== Task description ==
Restate the material word for word and leave out anything that is a picture.
======== Supplied records ========
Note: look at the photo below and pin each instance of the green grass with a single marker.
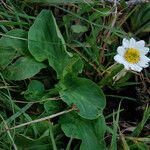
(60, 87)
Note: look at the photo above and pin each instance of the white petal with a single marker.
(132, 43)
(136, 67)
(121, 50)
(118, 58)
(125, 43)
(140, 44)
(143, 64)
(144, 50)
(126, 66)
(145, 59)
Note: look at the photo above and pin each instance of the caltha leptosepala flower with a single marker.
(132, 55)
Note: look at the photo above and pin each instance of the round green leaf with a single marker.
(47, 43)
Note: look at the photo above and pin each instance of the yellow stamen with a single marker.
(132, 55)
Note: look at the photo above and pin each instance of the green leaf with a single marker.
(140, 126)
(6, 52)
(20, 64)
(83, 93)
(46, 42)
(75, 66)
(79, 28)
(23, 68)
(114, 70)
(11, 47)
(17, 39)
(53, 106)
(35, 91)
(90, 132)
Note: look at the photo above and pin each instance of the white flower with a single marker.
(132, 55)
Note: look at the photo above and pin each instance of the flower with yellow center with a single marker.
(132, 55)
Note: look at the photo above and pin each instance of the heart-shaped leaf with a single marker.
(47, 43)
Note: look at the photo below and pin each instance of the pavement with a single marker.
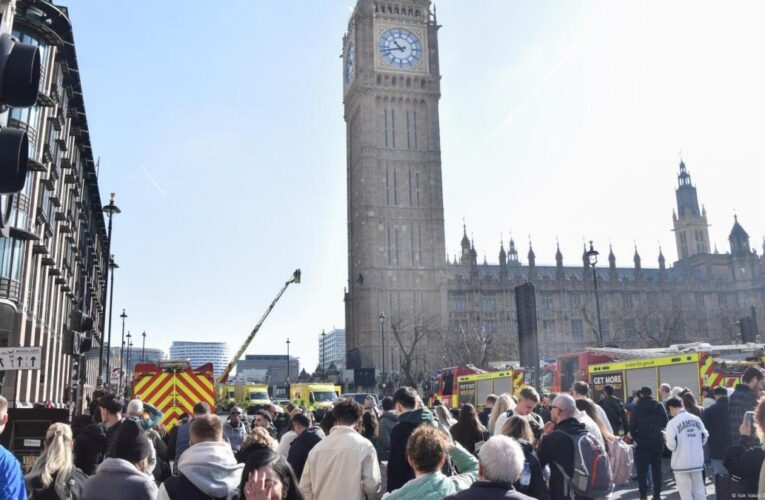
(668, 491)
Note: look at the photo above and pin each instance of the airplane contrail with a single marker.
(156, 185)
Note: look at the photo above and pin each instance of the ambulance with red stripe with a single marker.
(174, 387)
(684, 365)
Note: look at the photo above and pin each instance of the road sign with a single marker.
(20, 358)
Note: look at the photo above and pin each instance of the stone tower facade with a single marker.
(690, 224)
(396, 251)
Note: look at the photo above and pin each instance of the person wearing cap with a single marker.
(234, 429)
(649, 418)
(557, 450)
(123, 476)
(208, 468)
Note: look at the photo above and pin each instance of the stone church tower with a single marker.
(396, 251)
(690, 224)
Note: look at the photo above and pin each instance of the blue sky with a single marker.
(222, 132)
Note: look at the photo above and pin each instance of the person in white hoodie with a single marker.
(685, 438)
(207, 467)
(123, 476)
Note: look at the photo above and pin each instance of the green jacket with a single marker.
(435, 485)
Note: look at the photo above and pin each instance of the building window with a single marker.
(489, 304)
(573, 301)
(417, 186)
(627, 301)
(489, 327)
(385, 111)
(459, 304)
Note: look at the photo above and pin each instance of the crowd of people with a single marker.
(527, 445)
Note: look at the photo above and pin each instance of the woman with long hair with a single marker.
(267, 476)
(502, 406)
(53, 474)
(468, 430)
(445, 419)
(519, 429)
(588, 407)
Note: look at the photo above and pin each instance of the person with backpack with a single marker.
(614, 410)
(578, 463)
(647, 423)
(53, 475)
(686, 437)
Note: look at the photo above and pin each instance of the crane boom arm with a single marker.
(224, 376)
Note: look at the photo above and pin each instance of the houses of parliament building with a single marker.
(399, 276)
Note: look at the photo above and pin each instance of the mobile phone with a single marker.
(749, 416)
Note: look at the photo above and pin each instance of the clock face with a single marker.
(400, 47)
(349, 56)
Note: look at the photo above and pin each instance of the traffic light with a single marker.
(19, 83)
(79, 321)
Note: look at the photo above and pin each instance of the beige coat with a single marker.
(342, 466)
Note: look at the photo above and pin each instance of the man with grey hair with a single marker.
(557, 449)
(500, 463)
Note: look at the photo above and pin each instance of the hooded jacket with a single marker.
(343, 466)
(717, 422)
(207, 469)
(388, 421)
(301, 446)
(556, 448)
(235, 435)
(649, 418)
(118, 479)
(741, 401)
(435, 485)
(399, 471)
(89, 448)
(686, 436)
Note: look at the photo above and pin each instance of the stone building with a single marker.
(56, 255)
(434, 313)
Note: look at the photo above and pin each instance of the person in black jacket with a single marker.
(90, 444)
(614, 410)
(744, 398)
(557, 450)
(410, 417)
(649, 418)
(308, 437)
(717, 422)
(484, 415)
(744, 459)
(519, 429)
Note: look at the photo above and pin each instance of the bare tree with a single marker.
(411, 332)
========
== Solution for this exercise ==
Note: look at the photo below and pin each instance of the green grass with a single marker.
(60, 87)
Note: look at the photo above and pin each instance of the white petal with a single marker.
(132, 43)
(136, 67)
(121, 50)
(118, 58)
(125, 43)
(140, 44)
(143, 64)
(144, 50)
(126, 66)
(145, 59)
Note: look at the photo above and pin each instance of the caltha leptosepala flower with a single marker.
(132, 55)
Note: look at the photo above and pin each instance of the round green leaf with a single marker.
(47, 43)
Note: look at the photo above and pin each instance of the yellow stamen with a single marker.
(132, 55)
Note: look at the photo above and pin each instance of the green leaf with a single marker.
(140, 126)
(6, 52)
(20, 64)
(83, 93)
(46, 42)
(75, 66)
(79, 28)
(23, 68)
(114, 70)
(11, 47)
(17, 39)
(53, 106)
(35, 91)
(90, 132)
Note: look at the photo above and pin each instance of the white flower with a single marker.
(132, 55)
Note: look at the photo above and pin each instance of the flower with yellow center with a single marker.
(132, 55)
Note: look at the photo above and pin each instance of the heart-shaped leaf with a single marker.
(47, 43)
Note: look at the photo below and pin each instance of the pavement with a single marker.
(668, 491)
Note: look at the photo above and pin each instance of the airplane contrail with a single marker.
(156, 185)
Note: look at the photo above and pin each instance of the ambulance with red stripe with a single marker.
(174, 387)
(684, 365)
Note: look at the photo above and pin each instance of the road sign with a single marker.
(20, 358)
Note: look at the photo above and pin each instance of the stone tower facade with a single marker.
(690, 224)
(396, 251)
Note: look at the photo above and pin each instance of the person wearing cap with a single marker.
(234, 429)
(649, 418)
(557, 450)
(123, 476)
(208, 468)
Note: look at the photo above and pin each instance of the stone church tower with a single marker.
(396, 251)
(690, 224)
Note: look at the photo above and pin each instance of the blue sky with a single marker.
(222, 132)
Note: look at the photo above and pin each instance of the person in white hoodie with a single marker.
(685, 438)
(207, 467)
(123, 476)
Note: look at the photo above and pin each instance of the green jacket with a single marker.
(435, 485)
Note: look at the photo above and pin each instance of the building window with a single marker.
(489, 304)
(573, 301)
(417, 186)
(627, 301)
(489, 327)
(385, 111)
(459, 304)
Note: look at the photo above and pin each instance of the crowd of people with a single marker.
(527, 445)
Note: look at the photo above and pin each instance of the woman with long hair with a single marker.
(267, 476)
(502, 406)
(53, 474)
(468, 430)
(445, 419)
(519, 429)
(588, 407)
Note: look at the photo above and pin each instance of the person with backpack with a single marker.
(614, 410)
(578, 463)
(647, 423)
(53, 475)
(686, 437)
Note: look at the photo above and pin each instance of the crane boom arm with a single marker.
(224, 376)
Note: look at the photo above and pin each instance of the houses of parliament building with a single marker.
(399, 276)
Note: look at the photo above and pin each instance of the mobile phone with a single marker.
(749, 416)
Note: look at the photo above and pin each instance of the clock face with a single marker.
(400, 47)
(349, 56)
Note: look at the photo above and pin each instance of the traffic light with a single marker.
(19, 83)
(79, 321)
Note: look at the photo above and pin each instance of the beige coat with a single marker.
(342, 466)
Note: look at the photo above and pin each instance of the man with grey hair with a single marker.
(557, 449)
(500, 463)
Note: look at the photo above and pin each instance of the hooded jacket with a single marker.
(343, 466)
(717, 422)
(207, 469)
(388, 421)
(301, 446)
(556, 448)
(235, 435)
(649, 418)
(118, 479)
(741, 401)
(435, 485)
(399, 471)
(89, 448)
(686, 436)
Note: look at the photo above and pin each instance of the stone building with a single marker.
(56, 255)
(434, 313)
Note: look at the photo above and pin each instance of the person in black jacket with a single marker.
(90, 444)
(614, 410)
(744, 398)
(557, 450)
(410, 417)
(649, 418)
(308, 437)
(717, 422)
(484, 415)
(744, 459)
(519, 429)
Note: look at the photo above and pin each instance of the bare tree with a single marker.
(411, 332)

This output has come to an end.